> _Extract_
◆ ◆ ◆

This article reprinted from Majority Rules Blog. Activist Steve Zemke is the author.
Seattle has passed some much stricter "Interim Tree Regulations" last year, which were supposed to protect Groves of Trees. But, alas a Seattle Hearing Examiner did not get the message.
photo credit Majority Rules Blog
It was a long shot expecting the City of Seattle to come to the defense of the old trees at Ingraham High School. The Seattle School District also only saw the trees as an impediment to their development plans. Now Seattle Hearing Examiner Ann Watanabe has also chose to ignore the evidence in the Hearing Record and Seattle City law requiring that priority be given to protecting uncommon plant and animal habitat in the City of Seattle. She has denied the appeal by Save the Trees-Seattle to stop the 70 year old 100 foot tall eveegreen trees from being cut being cut down at Ingraham High School in North Seattle.
The decision is not yet posted on the Hearing Examiner's website. When it is I will post a link here.

◆ ◆ ◆

> _What to do_
(a) Decide whether each statement agrees with the Ingraham High School trees article, answering yes or no and quoting the deciding words: (i) The hearing examiner denied the appeal brought by Save the Trees-Seattle. (ii) The decision is already available on the Hearing Examiner's website. (iii) The Seattle School District viewed the trees as an obstacle to its development plans.
(b) Write the next few sentences of the Ingraham High School trees article, picking up after its final sentence.

> _Records_
◆ ◆ ◆

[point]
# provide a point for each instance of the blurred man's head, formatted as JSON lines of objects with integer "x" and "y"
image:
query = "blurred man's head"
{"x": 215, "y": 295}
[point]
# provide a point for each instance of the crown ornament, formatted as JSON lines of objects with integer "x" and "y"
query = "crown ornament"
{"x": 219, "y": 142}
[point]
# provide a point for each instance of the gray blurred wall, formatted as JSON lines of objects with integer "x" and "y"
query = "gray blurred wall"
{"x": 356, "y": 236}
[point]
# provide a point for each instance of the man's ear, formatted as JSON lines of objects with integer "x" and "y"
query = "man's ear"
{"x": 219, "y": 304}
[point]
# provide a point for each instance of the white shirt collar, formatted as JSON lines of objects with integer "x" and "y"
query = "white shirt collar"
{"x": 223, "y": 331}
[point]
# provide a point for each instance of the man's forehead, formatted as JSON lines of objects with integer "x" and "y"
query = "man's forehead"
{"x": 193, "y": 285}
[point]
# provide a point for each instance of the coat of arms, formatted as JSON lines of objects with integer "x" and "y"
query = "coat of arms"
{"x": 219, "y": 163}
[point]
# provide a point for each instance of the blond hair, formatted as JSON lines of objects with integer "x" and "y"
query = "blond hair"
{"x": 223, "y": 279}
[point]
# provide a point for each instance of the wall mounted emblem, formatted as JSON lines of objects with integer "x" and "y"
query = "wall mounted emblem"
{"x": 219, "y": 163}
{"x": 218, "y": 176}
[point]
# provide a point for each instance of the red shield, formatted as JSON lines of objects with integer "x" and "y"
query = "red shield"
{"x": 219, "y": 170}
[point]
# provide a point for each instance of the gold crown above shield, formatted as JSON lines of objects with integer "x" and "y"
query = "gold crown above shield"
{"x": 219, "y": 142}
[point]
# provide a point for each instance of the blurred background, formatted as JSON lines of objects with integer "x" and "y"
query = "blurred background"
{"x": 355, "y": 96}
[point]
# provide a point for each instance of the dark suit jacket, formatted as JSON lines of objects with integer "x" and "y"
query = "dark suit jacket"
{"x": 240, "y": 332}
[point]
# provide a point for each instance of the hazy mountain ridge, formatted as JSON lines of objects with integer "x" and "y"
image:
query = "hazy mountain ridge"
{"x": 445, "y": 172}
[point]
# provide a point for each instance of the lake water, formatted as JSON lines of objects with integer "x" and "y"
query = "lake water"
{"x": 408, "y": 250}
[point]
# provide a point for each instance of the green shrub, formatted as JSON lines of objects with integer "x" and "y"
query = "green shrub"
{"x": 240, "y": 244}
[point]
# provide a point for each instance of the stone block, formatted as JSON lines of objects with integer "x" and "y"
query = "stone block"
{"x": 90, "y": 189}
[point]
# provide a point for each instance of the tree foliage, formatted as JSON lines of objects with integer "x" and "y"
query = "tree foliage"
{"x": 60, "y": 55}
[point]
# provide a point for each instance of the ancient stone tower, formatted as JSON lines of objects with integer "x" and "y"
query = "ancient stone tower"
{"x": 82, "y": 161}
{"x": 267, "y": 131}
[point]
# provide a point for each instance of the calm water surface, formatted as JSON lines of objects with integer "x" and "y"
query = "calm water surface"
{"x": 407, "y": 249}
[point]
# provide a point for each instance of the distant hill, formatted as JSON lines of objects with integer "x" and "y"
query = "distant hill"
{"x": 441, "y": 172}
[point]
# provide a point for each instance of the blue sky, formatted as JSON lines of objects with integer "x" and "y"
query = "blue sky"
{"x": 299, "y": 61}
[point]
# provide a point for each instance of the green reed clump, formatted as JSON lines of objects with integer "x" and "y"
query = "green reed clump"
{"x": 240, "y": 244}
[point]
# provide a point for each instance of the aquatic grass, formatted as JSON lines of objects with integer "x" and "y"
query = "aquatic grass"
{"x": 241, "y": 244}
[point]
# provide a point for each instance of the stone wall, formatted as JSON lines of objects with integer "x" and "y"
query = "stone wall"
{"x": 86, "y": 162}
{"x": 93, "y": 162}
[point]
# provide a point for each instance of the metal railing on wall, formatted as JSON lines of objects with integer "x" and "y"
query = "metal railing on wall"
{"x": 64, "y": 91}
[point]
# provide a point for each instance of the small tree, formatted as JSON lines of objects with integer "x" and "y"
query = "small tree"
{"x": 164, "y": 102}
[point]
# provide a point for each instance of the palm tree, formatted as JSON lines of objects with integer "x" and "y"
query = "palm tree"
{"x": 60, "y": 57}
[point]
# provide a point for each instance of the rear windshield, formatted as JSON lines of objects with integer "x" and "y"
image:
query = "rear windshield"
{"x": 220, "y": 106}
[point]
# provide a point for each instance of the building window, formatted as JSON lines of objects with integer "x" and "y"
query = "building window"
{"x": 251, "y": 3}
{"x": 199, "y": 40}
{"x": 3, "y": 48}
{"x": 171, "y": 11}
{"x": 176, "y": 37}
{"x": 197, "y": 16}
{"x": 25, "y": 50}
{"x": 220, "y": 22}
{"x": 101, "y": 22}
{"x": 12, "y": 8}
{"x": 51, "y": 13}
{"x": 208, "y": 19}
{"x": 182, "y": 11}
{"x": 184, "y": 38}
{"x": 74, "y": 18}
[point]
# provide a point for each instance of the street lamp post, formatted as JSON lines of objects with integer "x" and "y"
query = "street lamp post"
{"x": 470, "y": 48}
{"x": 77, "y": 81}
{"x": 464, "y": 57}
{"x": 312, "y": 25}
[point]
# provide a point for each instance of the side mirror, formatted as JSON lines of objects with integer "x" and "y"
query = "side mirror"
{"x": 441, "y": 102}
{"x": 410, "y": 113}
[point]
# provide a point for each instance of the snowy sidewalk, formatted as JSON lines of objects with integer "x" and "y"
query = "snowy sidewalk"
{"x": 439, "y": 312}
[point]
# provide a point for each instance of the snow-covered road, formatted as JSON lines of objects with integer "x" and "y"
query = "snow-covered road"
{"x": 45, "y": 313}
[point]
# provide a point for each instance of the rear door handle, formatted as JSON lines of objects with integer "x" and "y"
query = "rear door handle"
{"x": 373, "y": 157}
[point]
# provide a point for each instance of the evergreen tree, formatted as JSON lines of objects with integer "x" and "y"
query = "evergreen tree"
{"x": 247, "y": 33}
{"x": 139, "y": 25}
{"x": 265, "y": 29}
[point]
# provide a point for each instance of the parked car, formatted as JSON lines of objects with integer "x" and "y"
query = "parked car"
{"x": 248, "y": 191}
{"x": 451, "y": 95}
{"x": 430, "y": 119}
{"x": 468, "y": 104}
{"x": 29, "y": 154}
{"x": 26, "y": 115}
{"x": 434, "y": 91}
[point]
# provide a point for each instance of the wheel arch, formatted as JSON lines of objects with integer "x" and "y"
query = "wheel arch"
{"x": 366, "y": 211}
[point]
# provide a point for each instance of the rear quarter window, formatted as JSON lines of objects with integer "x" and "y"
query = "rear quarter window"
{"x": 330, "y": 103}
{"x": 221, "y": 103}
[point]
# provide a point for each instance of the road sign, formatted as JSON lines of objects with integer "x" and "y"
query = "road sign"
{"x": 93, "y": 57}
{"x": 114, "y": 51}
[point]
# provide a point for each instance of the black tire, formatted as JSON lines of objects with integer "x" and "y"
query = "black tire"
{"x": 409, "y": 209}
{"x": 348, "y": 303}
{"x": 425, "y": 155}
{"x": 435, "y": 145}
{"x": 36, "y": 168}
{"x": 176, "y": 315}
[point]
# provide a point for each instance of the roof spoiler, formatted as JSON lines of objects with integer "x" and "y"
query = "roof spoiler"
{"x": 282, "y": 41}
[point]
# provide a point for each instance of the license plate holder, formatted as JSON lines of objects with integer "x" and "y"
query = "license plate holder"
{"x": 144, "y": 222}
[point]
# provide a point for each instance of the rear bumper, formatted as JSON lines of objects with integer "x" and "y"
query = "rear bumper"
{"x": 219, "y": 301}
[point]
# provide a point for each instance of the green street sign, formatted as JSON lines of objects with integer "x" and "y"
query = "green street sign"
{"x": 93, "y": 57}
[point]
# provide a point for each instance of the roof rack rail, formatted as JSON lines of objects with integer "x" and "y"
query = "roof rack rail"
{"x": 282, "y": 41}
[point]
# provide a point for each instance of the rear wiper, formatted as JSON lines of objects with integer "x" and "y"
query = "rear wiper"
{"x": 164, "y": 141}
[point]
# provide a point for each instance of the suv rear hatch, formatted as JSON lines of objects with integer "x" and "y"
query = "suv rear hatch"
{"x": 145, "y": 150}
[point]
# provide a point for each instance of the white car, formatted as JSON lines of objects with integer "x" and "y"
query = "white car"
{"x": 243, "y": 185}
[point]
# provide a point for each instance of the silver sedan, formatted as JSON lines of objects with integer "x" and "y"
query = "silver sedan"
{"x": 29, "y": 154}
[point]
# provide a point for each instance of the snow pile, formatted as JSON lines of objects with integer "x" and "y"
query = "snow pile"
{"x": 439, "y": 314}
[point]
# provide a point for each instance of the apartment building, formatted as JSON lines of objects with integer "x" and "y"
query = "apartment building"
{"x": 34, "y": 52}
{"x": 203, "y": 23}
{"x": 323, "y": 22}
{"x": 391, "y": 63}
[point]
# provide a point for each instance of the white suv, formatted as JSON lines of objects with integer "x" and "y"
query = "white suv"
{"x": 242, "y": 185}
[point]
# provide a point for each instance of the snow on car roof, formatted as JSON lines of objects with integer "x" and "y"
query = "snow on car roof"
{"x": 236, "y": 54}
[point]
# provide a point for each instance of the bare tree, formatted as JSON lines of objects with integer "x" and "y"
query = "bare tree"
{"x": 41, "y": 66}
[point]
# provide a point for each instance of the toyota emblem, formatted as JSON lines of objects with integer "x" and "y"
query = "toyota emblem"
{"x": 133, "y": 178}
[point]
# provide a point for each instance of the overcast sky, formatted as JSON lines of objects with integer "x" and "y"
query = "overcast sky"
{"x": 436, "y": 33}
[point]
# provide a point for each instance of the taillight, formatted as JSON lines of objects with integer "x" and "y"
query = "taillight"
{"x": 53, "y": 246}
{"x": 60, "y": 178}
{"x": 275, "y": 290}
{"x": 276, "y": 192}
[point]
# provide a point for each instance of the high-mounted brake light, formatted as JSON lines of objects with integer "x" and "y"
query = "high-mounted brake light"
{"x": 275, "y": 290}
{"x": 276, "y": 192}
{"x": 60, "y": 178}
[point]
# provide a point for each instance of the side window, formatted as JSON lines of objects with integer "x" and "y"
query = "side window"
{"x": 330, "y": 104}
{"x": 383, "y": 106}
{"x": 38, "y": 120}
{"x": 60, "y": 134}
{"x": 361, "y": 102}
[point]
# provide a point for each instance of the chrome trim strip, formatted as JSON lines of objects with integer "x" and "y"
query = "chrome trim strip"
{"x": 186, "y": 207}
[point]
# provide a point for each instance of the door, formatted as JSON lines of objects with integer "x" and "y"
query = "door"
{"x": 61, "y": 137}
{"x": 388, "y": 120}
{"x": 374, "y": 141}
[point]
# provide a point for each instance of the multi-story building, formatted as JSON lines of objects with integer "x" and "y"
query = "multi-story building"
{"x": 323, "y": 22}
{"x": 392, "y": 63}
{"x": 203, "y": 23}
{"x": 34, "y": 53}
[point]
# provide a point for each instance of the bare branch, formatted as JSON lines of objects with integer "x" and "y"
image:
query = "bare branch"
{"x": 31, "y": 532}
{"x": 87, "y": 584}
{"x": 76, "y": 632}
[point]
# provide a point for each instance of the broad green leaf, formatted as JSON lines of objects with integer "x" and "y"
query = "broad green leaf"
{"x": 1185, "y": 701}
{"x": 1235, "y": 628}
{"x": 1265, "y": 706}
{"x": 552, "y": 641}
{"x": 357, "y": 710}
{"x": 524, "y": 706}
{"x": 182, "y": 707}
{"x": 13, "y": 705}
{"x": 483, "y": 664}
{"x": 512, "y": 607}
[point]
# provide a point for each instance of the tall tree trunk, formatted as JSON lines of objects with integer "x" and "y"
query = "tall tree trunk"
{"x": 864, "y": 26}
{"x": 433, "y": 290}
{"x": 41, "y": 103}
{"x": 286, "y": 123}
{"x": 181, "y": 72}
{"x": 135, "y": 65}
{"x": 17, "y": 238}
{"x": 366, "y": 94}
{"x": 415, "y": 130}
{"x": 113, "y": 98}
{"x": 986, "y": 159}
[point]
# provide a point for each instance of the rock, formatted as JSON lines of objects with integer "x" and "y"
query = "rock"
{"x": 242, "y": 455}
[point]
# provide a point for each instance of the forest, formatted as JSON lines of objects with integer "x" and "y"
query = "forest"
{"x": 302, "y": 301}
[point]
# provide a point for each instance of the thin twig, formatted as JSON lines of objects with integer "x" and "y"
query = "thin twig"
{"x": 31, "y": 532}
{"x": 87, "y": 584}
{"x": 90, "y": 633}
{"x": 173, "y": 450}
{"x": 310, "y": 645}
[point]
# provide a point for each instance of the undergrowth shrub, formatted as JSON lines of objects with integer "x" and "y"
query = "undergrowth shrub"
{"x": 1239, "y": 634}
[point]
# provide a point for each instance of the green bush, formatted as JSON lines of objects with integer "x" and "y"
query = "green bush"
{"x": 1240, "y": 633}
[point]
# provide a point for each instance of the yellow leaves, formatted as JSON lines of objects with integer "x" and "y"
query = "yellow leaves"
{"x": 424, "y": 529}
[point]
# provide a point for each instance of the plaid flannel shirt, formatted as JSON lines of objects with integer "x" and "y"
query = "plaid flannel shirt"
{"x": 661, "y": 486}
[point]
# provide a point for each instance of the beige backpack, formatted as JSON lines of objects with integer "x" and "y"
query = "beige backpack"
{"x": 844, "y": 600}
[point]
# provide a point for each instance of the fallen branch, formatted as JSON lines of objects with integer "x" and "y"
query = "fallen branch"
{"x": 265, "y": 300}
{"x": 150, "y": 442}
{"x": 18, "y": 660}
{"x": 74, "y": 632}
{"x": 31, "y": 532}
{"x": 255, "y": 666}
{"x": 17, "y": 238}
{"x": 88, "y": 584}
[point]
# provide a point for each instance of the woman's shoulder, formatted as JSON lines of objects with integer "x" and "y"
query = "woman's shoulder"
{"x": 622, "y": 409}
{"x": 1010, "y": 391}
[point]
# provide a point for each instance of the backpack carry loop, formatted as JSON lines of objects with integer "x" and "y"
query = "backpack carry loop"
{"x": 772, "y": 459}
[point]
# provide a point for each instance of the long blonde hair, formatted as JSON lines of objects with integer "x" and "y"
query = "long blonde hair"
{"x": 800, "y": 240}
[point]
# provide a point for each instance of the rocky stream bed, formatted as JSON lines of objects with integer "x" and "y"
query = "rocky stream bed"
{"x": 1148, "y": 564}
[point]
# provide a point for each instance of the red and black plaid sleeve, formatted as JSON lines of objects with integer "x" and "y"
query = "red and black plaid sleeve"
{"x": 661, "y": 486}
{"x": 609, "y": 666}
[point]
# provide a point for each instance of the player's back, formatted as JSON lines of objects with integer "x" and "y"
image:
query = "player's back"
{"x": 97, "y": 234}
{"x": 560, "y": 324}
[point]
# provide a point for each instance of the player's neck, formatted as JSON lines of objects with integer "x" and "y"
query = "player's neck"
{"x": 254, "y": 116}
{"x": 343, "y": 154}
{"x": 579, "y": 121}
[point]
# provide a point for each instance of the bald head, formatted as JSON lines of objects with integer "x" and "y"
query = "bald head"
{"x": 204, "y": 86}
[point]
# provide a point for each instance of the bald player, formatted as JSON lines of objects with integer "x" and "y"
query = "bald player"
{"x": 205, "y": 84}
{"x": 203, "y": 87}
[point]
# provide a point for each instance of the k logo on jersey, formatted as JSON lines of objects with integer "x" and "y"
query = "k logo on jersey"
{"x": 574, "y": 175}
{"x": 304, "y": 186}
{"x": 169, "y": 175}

◆ ◆ ◆

> _Task responses_
(a)
(i) Yes: "She has denied the appeal by Save the Trees-Seattle"
(ii) No: "The decision is not yet posted on the Hearing Examiner's website."
(iii) Yes: "The Seattle School District also only saw the trees as an impediment to their development plans."

(b)
The environmental review now goes back to the King County Superior Court. We will be appealing the decision and it will be up to the court to make a final decision. They previously issued a restraining order preventing the Seattle School District from cutting down the 70 year old 100 foot tall Douglas fir, western red cedar and Pacific madrone trees until the environmental review was completed by the City of Seattle. That has now been done.
In her most recent decision Seattle hearing Examiner Ann Watanabe chose to ignore testimony from Save the Trees - Seattle that alternative sites for building the school addition were available on the Ingraham campus and that the Seattle School District padded the cost for other sites by adding in features like an additional 2000 square foot entrance on designs for the North side. Of course this raised the cost for any North side addition. The Seattle School District's designs and cost estimates for alternative sites lacked credibility when closely examined.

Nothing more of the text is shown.